Set of tasks:
a – How would you render this sentence from the article on Democratic candidates in Nevada into Spanish: "Biden is scheduled to hold a town hall-style meeting at a high school in north Las Vegas with Latino and immigrant advocacy group Mi Familia Vota."
b – Can you carry the article on Democratic candidates in Nevada forward from its final sentence?

Passage to read:
═══

Democratic 2020 candidates appeal to Latino voters, casino workers' union in Nevada

Saturday 11th January 2020

Democratic presidential candidates descended on Nevada on Saturday in an attempt to build relationships with Latino voters and win the coveted endorsement of the powerful casino workers' Culinary Union.

Amy Klobuchar and Pete Buttigieg, both running as Midwestern moderates who've warned against liberal plans to move the U.S. to a government-run health insurance system, pitched themselves Saturday morning to Culinary Union workers, who prize their robust health plans.

Klobuchar, a Minnesota senator, said the "Medicare for All" proposals like those put out by Vermont Sen. Bernie Sanders and Massachusetts Sen. Elizabeth Warren "might sound really good on a bumper sticker" but would cause millions of Americans to lose their current health insurance, including the plans the casino workers bargained hard for.

"All of that work, I don't want it to go down the drain," Klobuchar said during her appearance at the workers' union hall just off the Las Vegas Strip.

Buttigieg, who took the stage after Klobuchar left, made a similar point as he pushed his plan to offer government-run Medicare insurance to those who want it.

"I believe that if it's the best answer for everybody, well, then everybody will choose it anyway," said the former mayor of South Bend, Indiana. "I trust you to make the right decisions."

Visits from Klobuchar, Buttigieg and former Vice-President Joe Biden came a little more than a month before early caucus voting starts in Nevada, the third state to weigh in on the primary race.

Biden has maintained a top spot in Nevada polls. In the most recent poll of the state, released Thursday by Fox News, he has a slight lead over Bernie Sanders, followed by Elizabeth Warren and Tom Steyer, with Buttigieg trailing slightly. Klobuchar, who has only recently ramped up her campaign in Nevada, has been polling in low single digits.

Biden is scheduled to hold a town hall-style meeting at a high school in north Las Vegas with Latino and immigrant advocacy group Mi Familia Vota.

Nevada, considered the first state to test a candidate's appeal before a diverse population, is a minority-majority state that's about 29% Latino. Hispanic voters are a key constituency for Democrats in the state, along with labour unions.

═══

Study material:
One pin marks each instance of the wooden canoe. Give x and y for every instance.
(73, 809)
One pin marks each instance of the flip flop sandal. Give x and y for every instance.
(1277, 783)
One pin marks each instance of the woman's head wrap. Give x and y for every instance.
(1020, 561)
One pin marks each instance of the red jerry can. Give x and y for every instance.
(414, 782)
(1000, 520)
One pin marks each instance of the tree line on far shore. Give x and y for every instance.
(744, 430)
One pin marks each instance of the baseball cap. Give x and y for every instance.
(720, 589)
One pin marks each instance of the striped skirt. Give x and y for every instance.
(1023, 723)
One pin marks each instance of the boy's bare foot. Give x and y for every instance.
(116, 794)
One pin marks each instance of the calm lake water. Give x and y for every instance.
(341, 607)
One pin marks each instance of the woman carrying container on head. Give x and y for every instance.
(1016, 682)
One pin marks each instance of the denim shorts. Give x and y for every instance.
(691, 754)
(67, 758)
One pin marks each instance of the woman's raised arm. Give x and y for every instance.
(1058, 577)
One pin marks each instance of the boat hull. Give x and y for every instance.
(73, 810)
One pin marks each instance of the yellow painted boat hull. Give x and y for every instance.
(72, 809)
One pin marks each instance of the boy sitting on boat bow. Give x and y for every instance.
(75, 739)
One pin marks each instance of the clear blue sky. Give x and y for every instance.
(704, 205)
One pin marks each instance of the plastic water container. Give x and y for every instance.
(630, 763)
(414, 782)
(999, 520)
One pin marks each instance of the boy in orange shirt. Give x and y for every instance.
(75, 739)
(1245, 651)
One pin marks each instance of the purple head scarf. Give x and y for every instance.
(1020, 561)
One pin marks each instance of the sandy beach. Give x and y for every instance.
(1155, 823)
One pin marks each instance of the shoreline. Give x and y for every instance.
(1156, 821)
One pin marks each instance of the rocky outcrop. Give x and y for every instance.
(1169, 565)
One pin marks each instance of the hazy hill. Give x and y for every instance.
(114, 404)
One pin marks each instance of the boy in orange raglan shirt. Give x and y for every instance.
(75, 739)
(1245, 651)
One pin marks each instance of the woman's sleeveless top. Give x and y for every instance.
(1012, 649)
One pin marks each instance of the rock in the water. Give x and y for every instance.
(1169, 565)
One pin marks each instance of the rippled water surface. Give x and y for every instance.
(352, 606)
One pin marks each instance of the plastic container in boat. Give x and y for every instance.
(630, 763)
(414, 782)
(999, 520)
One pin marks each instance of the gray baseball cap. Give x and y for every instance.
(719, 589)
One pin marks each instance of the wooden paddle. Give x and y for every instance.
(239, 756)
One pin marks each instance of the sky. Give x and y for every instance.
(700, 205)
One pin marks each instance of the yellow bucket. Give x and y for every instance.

═══

Answers in order:
a – Biden tiene previsto celebrar una reunión al estilo de asamblea comunitaria en una escuela secundaria del norte de Las Vegas con Mi Familia Vota, un grupo de defensa de los latinos y los inmigrantes.

b –
While a number of unions are big players in Nevada Democratic politics, none reigns supreme like the Culinary Union. The 60,000-member strong group is majority female, majority Latino and has won worker protections and comprehensive health plans from the biggest industry in the state.

The union has a substantial voter registration program and when it decides to endorse in a political race, the group is often decisive, deploying an organizing army to campaign on behalf of a candidate.

Biden, Warren and Sanders all made their pitch to the union in December. While Warren sidestepped discussion of her "Medicare for All" plan to move the country away from private insurance, Sanders took on the issue directly and was heckled by some in the audience.

But all three of those candidates, who are much better known, received more enthusiastic receptions at their earlier visits than Klobuchar and Buttigeg did Saturday.

Klobuchar told jokes and touted her family's long union membership as she warmed up the crowd. Buttigieg drew whoops and claps as he broke into Spanish several times during his speech.

Paul Anthony, a 51-year-old union member and food server at the Bellagio casino-resort, said he hasn't chosen a candidate yet but that any candidate proposing a health care plan that gets rid of private insurance is "a deal breaker" for him.

Anthony said he liked what both 37-year-old Buttigieg and 59-year-old Klobuchar had to say, especially on health care, and thought that they might appeal more to younger voters than Sanders, Warren and Biden, all in their 70s. But Anthony said his biggest concern is electability, and he thinks Biden so far seems like the most electable candidate.

"I think that people relate to him being vice-president and they feel that he may have a better chance against Donald Trump," Anthony said.